### Text under study:
---*---
Sunday, August 2, 2015

Justin Gifford's "Street Poison"

Justin Gifford is an Associate Professor of English Literature at the University of Nevada, Reno. His teaching and research focus on American and African American literature. His book, the first literary and cultural history of black street fiction, Pimping Fictions: African American Crime Literature and the Untold Story of Black Pulp Publishing, was a finalist for both the Edgar Allan Poe award for literary criticism and Phi Beta Kappa’s Christian Gauss Award for scholarship.

Here Gifford dreamcasts an adaptation of his new book, Street Poison: The Biography of Iceberg Slim:
When I began to contemplate the film version of Street Poison: The Biography of Iceberg Slim, a number of clear choices emerged for lead actor as well as director of the film. Street Poison is the remarkable true story of Robert “Iceberg Slim” Beck, a notorious criminal who pimped on the streets of Chicago, Detroit, Cleveland and many other American cities for twenty-five years. He served five bits in prison during this period, including a two-year term at the infamous Leavenworth Federal Penitentiary and a brief stint at the Chicago House of Corrections (he escaped from that prison in 1947). In 1962, Beck went straight and moved to California to be with his ailing mother. He published his autobiography Pimp: The Story of My Life and a handful of other streetwise crime novels with a third-tier paperback publisher, and in the process, he transformed himself from pimp to author. By the time of his death on the day of the Rodney King riots in 1992, Beck had sold over six million books, and his work had inspired the creation of blaxploitation film, gangster rap, and street literature.
---*---
### Work task:
Please reproduce the Street Poison post word for word, from top to bottom.
---*---
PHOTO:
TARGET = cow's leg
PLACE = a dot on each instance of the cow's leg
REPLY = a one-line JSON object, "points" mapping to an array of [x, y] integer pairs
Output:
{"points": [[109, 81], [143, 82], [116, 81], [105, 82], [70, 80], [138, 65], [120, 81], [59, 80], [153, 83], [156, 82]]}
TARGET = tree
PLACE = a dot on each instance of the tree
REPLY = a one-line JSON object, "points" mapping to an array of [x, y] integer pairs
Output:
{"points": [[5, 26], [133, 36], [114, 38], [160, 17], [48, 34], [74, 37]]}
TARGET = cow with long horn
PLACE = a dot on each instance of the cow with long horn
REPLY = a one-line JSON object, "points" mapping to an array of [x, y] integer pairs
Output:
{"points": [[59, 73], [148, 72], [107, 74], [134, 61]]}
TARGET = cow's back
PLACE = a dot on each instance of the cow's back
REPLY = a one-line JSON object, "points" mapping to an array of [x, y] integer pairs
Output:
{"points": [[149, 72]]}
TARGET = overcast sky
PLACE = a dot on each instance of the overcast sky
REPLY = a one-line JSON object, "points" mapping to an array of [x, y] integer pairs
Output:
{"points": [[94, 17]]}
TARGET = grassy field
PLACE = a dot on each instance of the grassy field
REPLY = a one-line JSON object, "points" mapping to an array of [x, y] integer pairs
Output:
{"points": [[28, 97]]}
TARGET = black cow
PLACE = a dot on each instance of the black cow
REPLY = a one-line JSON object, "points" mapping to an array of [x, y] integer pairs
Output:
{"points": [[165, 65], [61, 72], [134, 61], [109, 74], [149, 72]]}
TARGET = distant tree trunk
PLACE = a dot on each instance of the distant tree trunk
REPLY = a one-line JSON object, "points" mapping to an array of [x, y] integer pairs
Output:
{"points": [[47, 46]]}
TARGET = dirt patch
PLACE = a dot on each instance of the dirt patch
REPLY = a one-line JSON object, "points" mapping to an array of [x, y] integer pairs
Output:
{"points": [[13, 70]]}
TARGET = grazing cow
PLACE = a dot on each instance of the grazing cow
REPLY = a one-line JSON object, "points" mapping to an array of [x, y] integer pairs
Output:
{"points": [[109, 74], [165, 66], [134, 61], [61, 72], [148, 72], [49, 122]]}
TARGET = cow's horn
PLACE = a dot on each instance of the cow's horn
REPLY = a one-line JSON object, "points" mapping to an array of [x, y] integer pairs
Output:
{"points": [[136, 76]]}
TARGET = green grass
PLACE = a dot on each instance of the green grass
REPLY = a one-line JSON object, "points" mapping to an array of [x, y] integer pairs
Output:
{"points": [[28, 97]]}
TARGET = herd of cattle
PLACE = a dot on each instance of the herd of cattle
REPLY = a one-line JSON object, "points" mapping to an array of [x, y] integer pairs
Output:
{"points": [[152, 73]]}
---*---
### Exercise output:
Sunday, August 2, 2015

Justin Gifford's "Street Poison"

Justin Gifford is an Associate Professor of English Literature at the University of Nevada, Reno. His teaching and research focus on American and African American literature. His book, the first literary and cultural history of black street fiction, Pimping Fictions: African American Crime Literature and the Untold Story of Black Pulp Publishing, was a finalist for both the Edgar Allan Poe award for literary criticism and Phi Beta Kappa’s Christian Gauss Award for scholarship.

Here Gifford dreamcasts an adaptation of his new book, Street Poison: The Biography of Iceberg Slim:
When I began to contemplate the film version of Street Poison: The Biography of Iceberg Slim, a number of clear choices emerged for lead actor as well as director of the film. Street Poison is the remarkable true story of Robert “Iceberg Slim” Beck, a notorious criminal who pimped on the streets of Chicago, Detroit, Cleveland and many other American cities for twenty-five years. He served five bits in prison during this period, including a two-year term at the infamous Leavenworth Federal Penitentiary and a brief stint at the Chicago House of Corrections (he escaped from that prison in 1947). In 1962, Beck went straight and moved to California to be with his ailing mother. He published his autobiography Pimp: The Story of My Life and a handful of other streetwise crime novels with a third-tier paperback publisher, and in the process, he transformed himself from pimp to author. By the time of his death on the day of the Rodney King riots in 1992, Beck had sold over six million books, and his work had inspired the creation of blaxploitation film, gangster rap, and street literature.